- [Work to complete]:
• a. Name every person mentioned by name in the comment thread about the RH debate, including the people posting.
• b. In the comment thread about the RH debate, what does Nonoy Oplas say Oscar claimed about the anti-RH side?
• c. Carry on the comment thread about the RH debate from its last sentence.

- [Provided passage]:
* * * * * * * * *

Jose  joke time... when both you and tito sotto die, his brains will be worth much more than yours --- kasi you used yours --- and well, fill in the blanks... ha ha ha

Nonoy Oplas ‎19 pages of debate here, see what I mean by "individual liberty vs state coercion" angle. I used zero church argument, I have zero affection with it anyway,

Nonoy Oplas Another 13 pages long debate,
I see many (not all of course) of the pro-RH camp as bright guys, bright in arguing, more government, more government, more government.

Val  I really understand your points...but seriously? I think they are flawed. I get the feeling na you do not care about social development that much. So why should we listen to you anyway? With regard to your individual liberty vs. state coercion, Wow! Perhaps, you might win a Nobel Prize in economics with this kind of rudimentary arguement. Name one successful country na ganito ang polisiya then we (70 percent of Filipinos) can consider your points valid.

Nonoy Oplas At least you read those long debates. Which proves that Oscar is wrong to say that "anti-RH need a brain transplant, the brains would reject them." Focus on issues, not persons. Shoot the message, not the messenger.
At this time, both the pros and antis have already made up their mind. Fine, respect that. No amount of debates would change their position, so both camps can say, "Why should we listen to you anyway?". Still, when you argue, focus on the message, the issue, not persons.

I do not know what kind of insults the Catholic priests and bishops have thrown against the pro-RH guys because seriously, I never read any of their (church) position papers as I do not want to dwell on the debate of when does human life start, before or after conception, etc. So perhaps the pro-RH guys have enough reason to be angry at the church.

* * * * * * * * *

- [Supplied information]:
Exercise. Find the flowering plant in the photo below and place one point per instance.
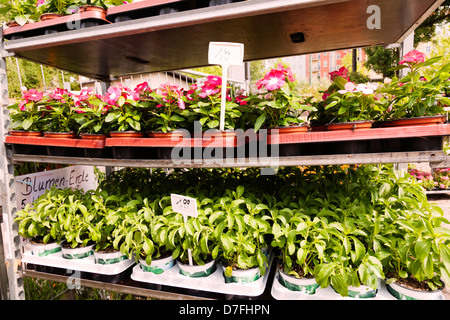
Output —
(424, 178)
(91, 113)
(20, 11)
(345, 101)
(124, 110)
(60, 111)
(421, 91)
(169, 110)
(205, 104)
(27, 114)
(277, 100)
(442, 178)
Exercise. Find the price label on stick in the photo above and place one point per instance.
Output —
(226, 53)
(185, 205)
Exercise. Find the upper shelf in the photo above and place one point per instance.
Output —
(268, 29)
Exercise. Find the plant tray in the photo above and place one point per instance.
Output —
(167, 142)
(213, 283)
(361, 134)
(87, 264)
(64, 23)
(279, 292)
(57, 142)
(147, 8)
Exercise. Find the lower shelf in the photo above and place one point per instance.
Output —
(279, 292)
(438, 157)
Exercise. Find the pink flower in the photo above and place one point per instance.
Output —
(349, 87)
(342, 72)
(85, 94)
(33, 95)
(240, 100)
(208, 91)
(213, 81)
(58, 94)
(274, 80)
(413, 57)
(23, 105)
(142, 88)
(112, 95)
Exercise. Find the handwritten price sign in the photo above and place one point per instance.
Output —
(185, 205)
(226, 53)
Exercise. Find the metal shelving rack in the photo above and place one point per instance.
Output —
(268, 29)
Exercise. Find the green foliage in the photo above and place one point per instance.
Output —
(382, 60)
(345, 226)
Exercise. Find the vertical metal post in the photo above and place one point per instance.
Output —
(11, 239)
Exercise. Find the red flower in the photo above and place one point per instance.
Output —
(412, 57)
(274, 80)
(32, 95)
(342, 72)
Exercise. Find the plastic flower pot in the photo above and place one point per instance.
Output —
(60, 135)
(362, 292)
(106, 258)
(42, 250)
(352, 125)
(243, 276)
(303, 285)
(157, 266)
(417, 121)
(77, 253)
(23, 133)
(197, 271)
(403, 293)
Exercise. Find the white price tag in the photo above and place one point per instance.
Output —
(185, 205)
(226, 53)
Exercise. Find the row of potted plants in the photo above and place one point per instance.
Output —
(345, 227)
(29, 11)
(438, 179)
(276, 104)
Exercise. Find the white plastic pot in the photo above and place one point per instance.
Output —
(362, 292)
(303, 285)
(197, 271)
(157, 266)
(42, 250)
(77, 253)
(243, 276)
(106, 258)
(402, 293)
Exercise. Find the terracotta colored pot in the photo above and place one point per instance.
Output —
(49, 16)
(353, 125)
(223, 133)
(23, 133)
(164, 135)
(91, 8)
(418, 121)
(126, 134)
(318, 127)
(288, 130)
(65, 135)
(92, 136)
(12, 24)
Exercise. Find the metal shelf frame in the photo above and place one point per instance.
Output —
(268, 28)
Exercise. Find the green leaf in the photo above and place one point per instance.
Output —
(422, 249)
(260, 121)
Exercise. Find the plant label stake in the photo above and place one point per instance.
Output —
(225, 54)
(187, 207)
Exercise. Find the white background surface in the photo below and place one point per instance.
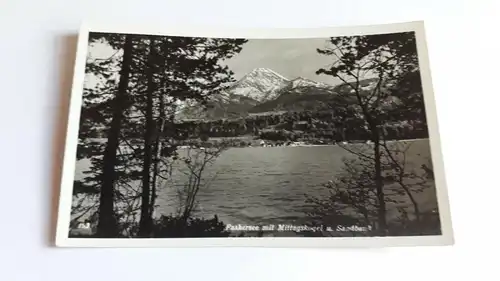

* * * * * * * * *

- [Per-task outputs]:
• a. Jose, tito sotto, Nonoy Oplas, Val, Oscar

• b. That the anti-RH side needs a brain transplant, and the brains would reject them.

• c.
But I do not like the idea that they generalize all anti-RH guys as taking a similar position with the church. So words like:

1. Anti-RH advocates need a brain transplant, but if they did, the brains would reject them. -- Oscar Picazo.
2. You hate a thing na di mo alam kung ano laman. -- Val.
3. when both you and tito sotto die, his brains will be worth much more than yours --- kasi you used yours --- and well, fill in the blanks. -- Jose.

These are lowly arguments. Attacking the messenger, not the message. How could this Val know that I did not read the bill and its contents?

My main critique of the position of the pro-RH guys is not because I think they have low intelligence or similar idiotic assumptions. Not a bit. I recognize that many of them are bright people, well-trained academically and professionally. My only critique is that they often, or always, argue that for any social or household problem, the solution is more government, more government. Like education - government. Healthcare - government. Train fare - government. Housing - government. Tractors and seeds - government. Cash transfer - government. Condoms and IUDs - government.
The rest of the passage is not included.